• Your instructions
Repeat every line of the material below exactly.

• Entries supplied

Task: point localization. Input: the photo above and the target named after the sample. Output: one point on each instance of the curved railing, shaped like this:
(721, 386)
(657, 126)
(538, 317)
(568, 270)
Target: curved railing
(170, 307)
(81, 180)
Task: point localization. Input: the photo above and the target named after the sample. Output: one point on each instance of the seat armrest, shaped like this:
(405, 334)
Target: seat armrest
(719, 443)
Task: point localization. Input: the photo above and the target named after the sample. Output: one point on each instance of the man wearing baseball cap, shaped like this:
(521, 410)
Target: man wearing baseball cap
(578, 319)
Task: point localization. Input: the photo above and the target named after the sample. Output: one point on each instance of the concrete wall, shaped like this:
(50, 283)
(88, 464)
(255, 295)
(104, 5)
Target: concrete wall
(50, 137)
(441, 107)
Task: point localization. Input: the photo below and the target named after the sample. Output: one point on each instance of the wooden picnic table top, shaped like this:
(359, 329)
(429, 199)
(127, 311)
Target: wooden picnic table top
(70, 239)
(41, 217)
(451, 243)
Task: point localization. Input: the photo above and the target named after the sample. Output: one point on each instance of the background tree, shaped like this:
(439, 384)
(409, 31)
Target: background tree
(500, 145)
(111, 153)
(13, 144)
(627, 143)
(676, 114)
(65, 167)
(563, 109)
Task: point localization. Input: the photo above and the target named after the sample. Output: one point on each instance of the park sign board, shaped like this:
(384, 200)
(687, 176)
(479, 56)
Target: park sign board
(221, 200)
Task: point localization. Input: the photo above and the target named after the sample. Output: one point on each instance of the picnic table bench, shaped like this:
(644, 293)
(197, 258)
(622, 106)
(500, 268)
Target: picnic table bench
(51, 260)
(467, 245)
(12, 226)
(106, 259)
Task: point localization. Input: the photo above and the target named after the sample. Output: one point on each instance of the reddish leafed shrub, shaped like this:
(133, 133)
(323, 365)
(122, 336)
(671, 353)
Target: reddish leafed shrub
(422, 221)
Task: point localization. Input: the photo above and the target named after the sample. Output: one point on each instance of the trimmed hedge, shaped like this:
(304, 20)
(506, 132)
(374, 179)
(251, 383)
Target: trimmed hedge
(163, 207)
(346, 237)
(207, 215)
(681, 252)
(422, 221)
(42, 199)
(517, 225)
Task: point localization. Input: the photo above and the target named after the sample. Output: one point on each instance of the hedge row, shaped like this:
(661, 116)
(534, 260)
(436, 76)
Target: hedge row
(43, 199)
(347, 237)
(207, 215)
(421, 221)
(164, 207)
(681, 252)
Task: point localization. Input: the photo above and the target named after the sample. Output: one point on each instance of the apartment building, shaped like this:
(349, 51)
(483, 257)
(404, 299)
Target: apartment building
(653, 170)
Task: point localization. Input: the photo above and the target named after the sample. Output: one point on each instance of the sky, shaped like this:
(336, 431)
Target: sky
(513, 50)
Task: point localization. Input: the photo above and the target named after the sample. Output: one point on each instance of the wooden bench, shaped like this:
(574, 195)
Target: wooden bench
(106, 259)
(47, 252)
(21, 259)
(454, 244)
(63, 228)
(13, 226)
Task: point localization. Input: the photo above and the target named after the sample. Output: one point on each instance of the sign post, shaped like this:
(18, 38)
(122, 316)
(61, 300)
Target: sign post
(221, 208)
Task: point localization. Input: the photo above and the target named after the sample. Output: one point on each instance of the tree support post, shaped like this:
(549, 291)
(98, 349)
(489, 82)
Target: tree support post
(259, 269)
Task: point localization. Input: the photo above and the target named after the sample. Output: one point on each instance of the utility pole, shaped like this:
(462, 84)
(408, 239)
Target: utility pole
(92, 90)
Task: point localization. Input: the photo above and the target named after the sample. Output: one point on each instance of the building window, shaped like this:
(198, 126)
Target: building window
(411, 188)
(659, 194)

• Task answer
Task: point localization. Input: the photo above and the target named after the sample. Output: one point on each instance of the curved railing, shaped like this:
(721, 386)
(657, 126)
(538, 317)
(568, 270)
Target: curved railing
(170, 307)
(81, 180)
Task: point localization. Input: the photo above and the target named after the sample. Output: one point on each instance of the seat armrest, shaped like this:
(405, 334)
Target: seat armrest
(719, 443)
Task: point localization. Input: the photo above and the target named after the sample. Output: one point on each instance of the man wearing baseball cap, shaped like this:
(521, 410)
Target: man wearing baseball cap
(578, 319)
Task: point localization. Input: the photo above and the target named after the sample. Output: one point on each instance of the concrete wall, shaped like this:
(50, 283)
(88, 464)
(255, 295)
(104, 5)
Target: concrete wall
(50, 137)
(441, 107)
Task: point localization. Input: the photo below and the target named after the sample. Output: one point on each instance of the wooden picnic table top, shaped like this:
(359, 329)
(429, 199)
(127, 311)
Target: wooden picnic table top
(70, 239)
(41, 217)
(451, 243)
Task: point localization. Input: the photo above and the target named after the sample. Output: one point on each instance of the background tree, shaped like this:
(439, 384)
(409, 31)
Target: background tree
(500, 145)
(111, 153)
(13, 144)
(627, 143)
(676, 114)
(65, 167)
(563, 109)
Task: point localization. Input: the photo above and the target named after the sample. Output: one point on each instance of the park sign board, shaped like this:
(384, 200)
(687, 176)
(479, 56)
Target: park sign board
(221, 200)
Task: point localization. Input: the photo above and the target named after the sample. Output: one point on each instance of the picnic table bench, shaped like this:
(644, 293)
(197, 258)
(622, 106)
(500, 268)
Target: picnic table bench
(51, 260)
(467, 245)
(12, 226)
(106, 259)
Task: point localization. Input: the photo above and the target named after the sample. Output: one point on each instance of the reddish leafed shrub, shaped like this:
(133, 133)
(323, 365)
(122, 336)
(671, 353)
Target: reddish leafed shrub
(422, 221)
Task: point localization. Input: the photo above and the target named after the sample. Output: one point on each instance of the trimmed hedge, shaped like this:
(304, 20)
(506, 132)
(374, 179)
(251, 383)
Target: trimmed hedge
(163, 207)
(346, 237)
(207, 215)
(681, 252)
(422, 221)
(42, 199)
(517, 225)
Task: point localization. Input: the photo above and the target named after the sample. Output: one point on each instance of the hedge row, shaped like this:
(661, 116)
(534, 260)
(436, 76)
Target: hedge row
(43, 199)
(347, 237)
(207, 215)
(421, 221)
(164, 207)
(681, 252)
Task: point localization. Input: the photo above and the target named after the sample. Output: one point on each instance of the apartment building, shaped like this:
(349, 51)
(483, 257)
(404, 299)
Target: apartment building
(653, 170)
Task: point localization. Input: the photo above and the target named after the sample. Output: one point on each instance of the sky, shaped like this:
(336, 431)
Target: sky
(513, 50)
Task: point localization. Input: the photo above and the target named after the sample. Output: one point on each instance of the wooden bench, shaped like this:
(574, 195)
Target: wooden bench
(106, 259)
(47, 252)
(21, 259)
(454, 244)
(63, 228)
(13, 226)
Task: point localization. Input: the photo above and the target named after the sample. Output: one point on each instance of the sign post, shaped like this:
(18, 38)
(122, 316)
(61, 300)
Target: sign post
(221, 208)
Task: point localization. Input: the photo above and the target named after the sample. Output: one point on each instance of the tree support post, shaped like this:
(549, 291)
(98, 349)
(489, 82)
Target: tree support post
(259, 269)
Task: point localization. Input: the photo above and the target named after the sample. Output: one point on each instance of the utility pole, shaped like this:
(462, 84)
(408, 239)
Target: utility pole
(92, 90)
Task: point localization. Input: the photo above and the target named after the sample. Output: one point on each instance of the building window, shaped like this:
(198, 126)
Target: building window
(411, 188)
(659, 194)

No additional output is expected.